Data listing
:::
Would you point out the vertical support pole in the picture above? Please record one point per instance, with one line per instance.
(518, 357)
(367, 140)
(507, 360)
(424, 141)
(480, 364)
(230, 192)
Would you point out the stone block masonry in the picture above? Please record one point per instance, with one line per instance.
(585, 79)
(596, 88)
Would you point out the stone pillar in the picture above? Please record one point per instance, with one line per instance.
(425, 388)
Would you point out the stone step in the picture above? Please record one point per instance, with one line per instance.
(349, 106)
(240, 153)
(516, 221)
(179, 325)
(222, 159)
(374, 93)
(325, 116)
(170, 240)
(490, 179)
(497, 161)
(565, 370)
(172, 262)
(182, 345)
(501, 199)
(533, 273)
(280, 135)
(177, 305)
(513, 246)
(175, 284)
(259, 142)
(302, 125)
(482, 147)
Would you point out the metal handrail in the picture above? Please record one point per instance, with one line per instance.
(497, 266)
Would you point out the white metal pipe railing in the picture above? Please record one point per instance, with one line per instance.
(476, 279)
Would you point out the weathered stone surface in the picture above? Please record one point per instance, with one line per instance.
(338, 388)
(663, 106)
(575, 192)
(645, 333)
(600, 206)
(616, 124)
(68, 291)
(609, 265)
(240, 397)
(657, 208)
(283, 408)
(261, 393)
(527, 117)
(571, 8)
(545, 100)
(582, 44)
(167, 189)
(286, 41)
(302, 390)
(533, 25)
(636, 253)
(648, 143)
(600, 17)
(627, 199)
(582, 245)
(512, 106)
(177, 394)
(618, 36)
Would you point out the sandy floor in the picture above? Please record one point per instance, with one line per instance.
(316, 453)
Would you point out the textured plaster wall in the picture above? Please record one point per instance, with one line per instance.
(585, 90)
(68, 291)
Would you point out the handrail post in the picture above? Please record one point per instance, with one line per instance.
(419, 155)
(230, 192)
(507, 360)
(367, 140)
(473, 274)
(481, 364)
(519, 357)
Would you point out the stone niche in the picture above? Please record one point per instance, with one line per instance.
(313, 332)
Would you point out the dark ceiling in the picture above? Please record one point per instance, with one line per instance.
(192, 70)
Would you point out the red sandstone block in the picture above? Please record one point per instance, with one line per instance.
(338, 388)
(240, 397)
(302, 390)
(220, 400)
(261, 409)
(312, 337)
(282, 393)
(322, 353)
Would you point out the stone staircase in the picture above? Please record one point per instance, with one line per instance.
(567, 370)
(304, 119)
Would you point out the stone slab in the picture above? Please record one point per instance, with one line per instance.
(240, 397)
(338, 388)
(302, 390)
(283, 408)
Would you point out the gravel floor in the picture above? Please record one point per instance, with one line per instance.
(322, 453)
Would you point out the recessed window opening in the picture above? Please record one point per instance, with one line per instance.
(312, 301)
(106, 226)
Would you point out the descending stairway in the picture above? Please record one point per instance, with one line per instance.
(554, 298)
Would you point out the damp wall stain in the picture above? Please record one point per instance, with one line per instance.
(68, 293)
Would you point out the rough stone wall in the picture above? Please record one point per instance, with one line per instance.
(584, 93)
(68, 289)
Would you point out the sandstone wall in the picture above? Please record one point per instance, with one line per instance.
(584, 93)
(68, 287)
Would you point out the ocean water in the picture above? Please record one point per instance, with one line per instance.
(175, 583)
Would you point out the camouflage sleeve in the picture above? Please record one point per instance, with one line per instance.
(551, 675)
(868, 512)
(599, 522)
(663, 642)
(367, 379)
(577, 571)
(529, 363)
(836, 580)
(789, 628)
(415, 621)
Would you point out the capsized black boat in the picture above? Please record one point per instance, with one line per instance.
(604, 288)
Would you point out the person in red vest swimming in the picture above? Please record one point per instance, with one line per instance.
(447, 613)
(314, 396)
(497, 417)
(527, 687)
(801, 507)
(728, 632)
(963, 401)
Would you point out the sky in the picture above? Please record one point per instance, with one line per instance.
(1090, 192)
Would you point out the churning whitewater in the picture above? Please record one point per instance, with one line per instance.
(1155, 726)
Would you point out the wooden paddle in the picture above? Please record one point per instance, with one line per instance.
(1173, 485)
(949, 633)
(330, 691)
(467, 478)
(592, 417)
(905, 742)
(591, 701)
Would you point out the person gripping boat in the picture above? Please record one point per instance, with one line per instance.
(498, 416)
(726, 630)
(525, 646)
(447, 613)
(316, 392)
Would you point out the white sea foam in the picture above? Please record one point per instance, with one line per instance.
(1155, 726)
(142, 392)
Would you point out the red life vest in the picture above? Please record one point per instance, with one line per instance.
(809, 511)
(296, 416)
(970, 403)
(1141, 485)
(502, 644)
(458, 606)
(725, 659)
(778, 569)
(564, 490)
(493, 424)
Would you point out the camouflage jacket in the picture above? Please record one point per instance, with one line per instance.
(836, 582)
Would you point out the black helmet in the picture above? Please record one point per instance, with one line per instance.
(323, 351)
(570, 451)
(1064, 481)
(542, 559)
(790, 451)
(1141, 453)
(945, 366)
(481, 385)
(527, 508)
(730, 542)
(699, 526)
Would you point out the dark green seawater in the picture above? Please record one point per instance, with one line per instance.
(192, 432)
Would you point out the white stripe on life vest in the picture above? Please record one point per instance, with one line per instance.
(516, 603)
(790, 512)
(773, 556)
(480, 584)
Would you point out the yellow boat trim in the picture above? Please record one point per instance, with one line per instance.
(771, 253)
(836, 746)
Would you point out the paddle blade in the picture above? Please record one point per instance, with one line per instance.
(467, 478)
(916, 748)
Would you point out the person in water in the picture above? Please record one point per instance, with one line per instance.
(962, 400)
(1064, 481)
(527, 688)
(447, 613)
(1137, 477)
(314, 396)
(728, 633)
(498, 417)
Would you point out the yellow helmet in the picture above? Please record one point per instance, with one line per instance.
:::
In the entries above, swap "point out" for "mark" everywhere it occurs, and give all the lines again with nothing else altered.

__Answer for this exercise__
Would you mark the vertical support pole in the picture above? Please record one point per instance, with one line per instance.
(518, 357)
(367, 140)
(507, 360)
(424, 141)
(480, 364)
(230, 192)
Would you mark the stone block masonry in the picture above? Please record one point per instance, with one line per instance.
(585, 79)
(596, 88)
Would you mark the stone pillar in the picture above? Please record one point per instance, with one line per instance.
(425, 388)
Would you mark the stone step in the picture above? Please record one point per instance, with one line per instance.
(349, 106)
(240, 153)
(516, 221)
(179, 325)
(222, 159)
(374, 93)
(325, 116)
(170, 240)
(490, 179)
(497, 161)
(565, 370)
(172, 262)
(182, 345)
(501, 199)
(533, 273)
(280, 135)
(177, 305)
(513, 246)
(175, 284)
(259, 142)
(302, 125)
(482, 147)
Would you mark the metal handrail in the picture above? Please record one point per instance, with one line per instance.
(497, 266)
Would you mark the white metal pipe railing in the picture above? Please record one point per instance, with one line per instance.
(476, 279)
Would you mark the weathered stone surface in the picture above? Please record one point per instance, with one line per instance.
(338, 388)
(663, 106)
(575, 192)
(645, 333)
(600, 206)
(616, 124)
(68, 291)
(609, 265)
(240, 397)
(657, 208)
(283, 408)
(261, 393)
(527, 117)
(571, 8)
(545, 100)
(582, 44)
(167, 189)
(286, 41)
(302, 390)
(533, 25)
(636, 253)
(648, 143)
(600, 17)
(627, 199)
(582, 245)
(512, 106)
(177, 394)
(618, 36)
Would you mark the sandy floor in the picture above? Please record one point per instance, with one line per instance.
(316, 453)
Would you mark the textured plaster wall in the picture above? Please record one point per instance, with one line per instance.
(585, 90)
(68, 291)
Would you mark the handrail post in the picture above? Please record one point per instance, with one line per instance.
(419, 155)
(230, 192)
(507, 360)
(367, 140)
(473, 274)
(481, 364)
(519, 357)
Would you mark the stone niche in the picture above? Please record one point per instance, with one line per instance.
(313, 332)
Would you mark the dark ceiling in the picture above? Please record one point per instance, with one line per instance.
(192, 70)
Would you mark the red sandstone block in the picture above? Please record one point per instance, with one line per instance.
(338, 388)
(240, 397)
(302, 390)
(220, 400)
(261, 409)
(312, 337)
(282, 393)
(322, 353)
Would you mark the stone staircase in the picture above? Please record one point per instance, with one line per instance.
(567, 370)
(304, 119)
Would you mark the stone slab in the picture above? Please record one point per instance, with one line per instance.
(240, 397)
(338, 388)
(302, 390)
(283, 408)
Would you mark the gravel floor in the picture above? Please record one point per instance, with one line per instance.
(322, 453)
Would you mark the recessed window opening in the picture above? Please record one point per instance, with one line per instance.
(312, 301)
(106, 226)
Would you mark the descending stairway in the picture above? Please record one point per instance, with one line per instance.
(554, 298)
Would you mark the damp wall stain in the picture above? Please record one point per instance, with one line per instance.
(68, 293)
Would you mark the rough stone wall in the picture above? Please record one point per instance, with one line per instance.
(584, 93)
(68, 289)
Would you mark the sandstone wall in the picture above? Please record one point per instance, with one line per instance.
(584, 93)
(68, 287)
Would you mark the ocean water in the picture above? Please record one point per instance, with one line per instance.
(175, 583)
Would you mark the camouflage sleeve in the picture above? Please record one point per instance, with one line per instance.
(551, 675)
(868, 512)
(599, 522)
(663, 642)
(367, 379)
(577, 571)
(529, 363)
(836, 580)
(789, 628)
(415, 621)
Would you mark the capsized black boat in the picture above? Please record one point per instance, with one line per instance.
(604, 288)
Would you mark the person in red vest swimming in the picture above? Please record one point per instance, with one line per instance.
(447, 613)
(314, 396)
(497, 417)
(527, 687)
(801, 507)
(728, 632)
(963, 401)
Would you mark the sky in the picture above? Please record one point per instance, with one line per instance.
(1090, 192)
Would you mark the churning whitewater in the picture above? Please record one point per instance, with one line per instance.
(1155, 726)
Would you mark the wooden paddle in the picture above? Please record one point per instance, with one line per instance.
(1173, 485)
(949, 633)
(330, 691)
(467, 478)
(592, 417)
(905, 742)
(591, 701)
Would you mark the person gripping boat in the picture above? Please record one point per instance, with one line per instance.
(498, 416)
(726, 630)
(525, 646)
(447, 613)
(316, 392)
Would you mark the white sea foam in the picture above? Please record one point per instance, with one line per instance.
(1155, 726)
(142, 392)
Would you mark the red life vest in the picture above? Please record one point per instance, with one line per instance.
(809, 511)
(296, 416)
(970, 403)
(1141, 485)
(502, 644)
(458, 606)
(725, 659)
(778, 569)
(564, 490)
(493, 424)
Would you mark the camouflage jacket in the picture above? Please record one point per instance, with one line per instance.
(836, 582)
Would you mark the black helmet in the picture above? Please record one point per instance, with one line per instance.
(323, 351)
(570, 451)
(1064, 481)
(542, 559)
(790, 451)
(1141, 453)
(945, 366)
(481, 385)
(527, 508)
(730, 542)
(699, 526)
Would you mark the dark green seawater in the picture above? Please record one point per instance, with one line per instance.
(192, 432)
Would you mark the white stripe on life vest in the picture above? Please record one point per instance, with one line per instance.
(516, 603)
(790, 512)
(773, 556)
(480, 584)
Would you mark the yellow boat trim in the picture above? Please record one point per instance, with one line per instance.
(771, 253)
(836, 746)
Would you mark the paddle blade in the picture above? Please record one point per instance, with one line per instance.
(467, 478)
(916, 748)
Would you mark the person in water in the picture above? Please record one point per instance, with one line per instance.
(962, 400)
(1064, 481)
(527, 688)
(447, 613)
(1137, 477)
(314, 396)
(728, 633)
(498, 417)
Would you mark the yellow helmet in the picture above? Please record one point per instance, with one line per instance.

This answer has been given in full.